-------- Given passage --------

SuzanneM88 More than 1 year ago
I loved this book. Dave Willis' descriptions and definitions about love are spot on and have inspired me to live more authentically and love those around me better. Chapters on loving your spouse, loving others, God's love and even loving ourselves better were very meaningful to me. I've followed Dave's wonderful Marriage page on Facebook for some time and this book is a great piece on how to make all our relationships better.
Banks25 More than 1 year ago
. This is a good book to have and keep for quick references. It helps you in different areas of Love in your life, not just love for a spouse, partner or mate but love for yourself, family, friends, co-workers and GOD. It touches on all aspects of life and how love fits in, and how much we all need love and learn how to love. Feeling stressed, confused, or unloved? This book will help guide you in what GOD wants for us and how he created love for us.
sjobabe86 More than 1 year ago
This book is great for everyone! Married, single, old, young, families, etc. I love Dave Willis' books but this really touches on how love plays a big role in so many of our relationships. I enjoyed the real life examples in the book - first book that ever made me cry! I look forward to reading future books from Dave Willis.

-------- Data under study --------

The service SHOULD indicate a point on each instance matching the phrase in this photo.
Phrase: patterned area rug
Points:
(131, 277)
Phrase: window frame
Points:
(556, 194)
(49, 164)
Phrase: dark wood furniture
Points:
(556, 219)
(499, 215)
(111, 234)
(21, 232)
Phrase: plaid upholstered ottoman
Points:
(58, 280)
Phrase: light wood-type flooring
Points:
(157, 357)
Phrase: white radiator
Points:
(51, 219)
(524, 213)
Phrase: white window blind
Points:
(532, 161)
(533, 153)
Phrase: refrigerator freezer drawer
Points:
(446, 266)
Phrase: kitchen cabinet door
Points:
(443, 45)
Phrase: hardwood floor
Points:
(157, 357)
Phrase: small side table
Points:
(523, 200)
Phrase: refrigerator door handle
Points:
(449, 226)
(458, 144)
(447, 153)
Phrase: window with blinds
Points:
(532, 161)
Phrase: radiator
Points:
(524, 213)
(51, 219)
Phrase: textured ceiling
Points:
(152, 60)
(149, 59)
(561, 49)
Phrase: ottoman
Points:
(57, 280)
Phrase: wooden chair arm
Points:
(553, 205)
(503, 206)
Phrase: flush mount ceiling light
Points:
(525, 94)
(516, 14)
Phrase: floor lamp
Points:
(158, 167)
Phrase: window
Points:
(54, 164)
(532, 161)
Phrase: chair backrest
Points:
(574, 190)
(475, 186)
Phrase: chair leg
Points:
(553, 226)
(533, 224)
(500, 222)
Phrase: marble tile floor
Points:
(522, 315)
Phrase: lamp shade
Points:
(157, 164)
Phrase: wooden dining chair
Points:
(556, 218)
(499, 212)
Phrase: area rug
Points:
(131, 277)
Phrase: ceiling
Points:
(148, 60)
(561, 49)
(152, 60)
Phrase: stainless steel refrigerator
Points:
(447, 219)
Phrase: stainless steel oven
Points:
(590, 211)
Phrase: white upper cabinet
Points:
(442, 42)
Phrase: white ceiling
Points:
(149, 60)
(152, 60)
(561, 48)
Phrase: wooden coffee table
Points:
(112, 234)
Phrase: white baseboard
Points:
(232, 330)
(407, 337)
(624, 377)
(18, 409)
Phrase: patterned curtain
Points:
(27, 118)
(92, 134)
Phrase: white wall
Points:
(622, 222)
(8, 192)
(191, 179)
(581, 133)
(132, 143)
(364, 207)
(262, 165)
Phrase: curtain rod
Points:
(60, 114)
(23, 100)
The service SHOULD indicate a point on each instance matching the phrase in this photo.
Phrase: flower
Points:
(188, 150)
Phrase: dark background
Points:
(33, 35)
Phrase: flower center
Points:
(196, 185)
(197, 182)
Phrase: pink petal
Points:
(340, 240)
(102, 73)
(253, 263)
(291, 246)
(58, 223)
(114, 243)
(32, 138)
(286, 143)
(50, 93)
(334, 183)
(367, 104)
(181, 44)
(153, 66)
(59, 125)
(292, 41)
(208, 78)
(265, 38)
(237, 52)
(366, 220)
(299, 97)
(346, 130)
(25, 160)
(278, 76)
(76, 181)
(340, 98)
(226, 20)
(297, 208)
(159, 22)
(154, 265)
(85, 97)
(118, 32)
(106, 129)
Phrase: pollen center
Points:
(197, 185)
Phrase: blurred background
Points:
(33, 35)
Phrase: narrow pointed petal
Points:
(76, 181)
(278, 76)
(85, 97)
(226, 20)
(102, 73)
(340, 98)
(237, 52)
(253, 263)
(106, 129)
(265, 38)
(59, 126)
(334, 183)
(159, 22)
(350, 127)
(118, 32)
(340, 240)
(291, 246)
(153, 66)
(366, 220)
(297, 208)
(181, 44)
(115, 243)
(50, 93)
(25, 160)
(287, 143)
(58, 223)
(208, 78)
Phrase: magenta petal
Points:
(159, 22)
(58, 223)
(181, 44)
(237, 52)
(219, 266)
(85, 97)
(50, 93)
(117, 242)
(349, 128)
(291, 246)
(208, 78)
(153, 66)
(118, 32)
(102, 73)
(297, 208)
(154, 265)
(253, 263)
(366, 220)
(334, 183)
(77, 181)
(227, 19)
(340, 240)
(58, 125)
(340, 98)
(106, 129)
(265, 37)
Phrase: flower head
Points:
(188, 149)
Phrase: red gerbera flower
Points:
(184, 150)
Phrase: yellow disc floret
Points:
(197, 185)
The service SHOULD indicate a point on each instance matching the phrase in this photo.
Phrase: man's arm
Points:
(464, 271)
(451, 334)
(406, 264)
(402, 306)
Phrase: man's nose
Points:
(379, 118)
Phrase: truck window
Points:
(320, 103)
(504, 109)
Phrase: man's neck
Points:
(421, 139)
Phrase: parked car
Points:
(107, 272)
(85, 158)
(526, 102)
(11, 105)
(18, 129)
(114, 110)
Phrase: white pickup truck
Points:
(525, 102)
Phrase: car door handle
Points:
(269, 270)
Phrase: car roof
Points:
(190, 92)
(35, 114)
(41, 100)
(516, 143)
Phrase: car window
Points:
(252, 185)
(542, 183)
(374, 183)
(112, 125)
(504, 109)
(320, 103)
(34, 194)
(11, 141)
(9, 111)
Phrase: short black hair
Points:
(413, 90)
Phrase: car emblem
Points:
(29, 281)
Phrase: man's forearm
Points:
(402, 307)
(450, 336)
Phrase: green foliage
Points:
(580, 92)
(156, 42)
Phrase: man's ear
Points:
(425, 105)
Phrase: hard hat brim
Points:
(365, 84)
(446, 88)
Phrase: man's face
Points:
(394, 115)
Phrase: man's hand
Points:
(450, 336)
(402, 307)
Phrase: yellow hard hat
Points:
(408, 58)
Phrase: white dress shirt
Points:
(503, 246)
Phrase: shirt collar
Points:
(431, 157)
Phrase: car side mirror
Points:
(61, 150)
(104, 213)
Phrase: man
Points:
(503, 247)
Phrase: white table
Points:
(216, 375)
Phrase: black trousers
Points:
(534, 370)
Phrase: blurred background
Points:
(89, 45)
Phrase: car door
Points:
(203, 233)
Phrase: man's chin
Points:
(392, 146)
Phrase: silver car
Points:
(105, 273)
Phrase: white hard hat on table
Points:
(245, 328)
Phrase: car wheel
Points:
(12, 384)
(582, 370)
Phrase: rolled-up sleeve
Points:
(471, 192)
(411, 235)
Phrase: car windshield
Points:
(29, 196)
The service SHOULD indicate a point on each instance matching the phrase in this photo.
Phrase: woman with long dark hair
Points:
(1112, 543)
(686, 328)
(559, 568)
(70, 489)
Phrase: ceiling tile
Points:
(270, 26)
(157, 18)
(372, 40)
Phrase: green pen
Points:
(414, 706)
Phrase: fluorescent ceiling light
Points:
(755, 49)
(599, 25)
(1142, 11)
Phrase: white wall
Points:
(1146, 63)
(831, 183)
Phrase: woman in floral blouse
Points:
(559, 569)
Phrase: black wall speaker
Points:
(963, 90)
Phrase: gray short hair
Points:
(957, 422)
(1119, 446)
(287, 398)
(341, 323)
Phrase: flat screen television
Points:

--------

**Activity list:**
**1.** Please copy the book reviews word for word, starting with "Banks25 More than" and going on through "love for us.".
**2.** Translate this sentence from the book reviews into Spanish: "Chapters on loving your spouse, loving others, God's love and even loving ourselves better were very meaningful to me."
The items have no role in this work.

**Solutions:**
**1.**
Banks25 More than 1 year ago
. This is a good book to have and keep for quick references. It helps you in different areas of Love in your life, not just love for a spouse, partner or mate but love for yourself, family, friends, co-workers and GOD. It touches on all aspects of life and how love fits in, and how much we all need love and learn how to love. Feeling stressed, confused, or unloved? This book will help guide you in what GOD wants for us and how he created love for us.

**2.** Los capítulos sobre amar a tu cónyuge, amar a los demás, el amor de Dios e incluso amarnos mejor a nosotros mismos fueron muy significativos para mí.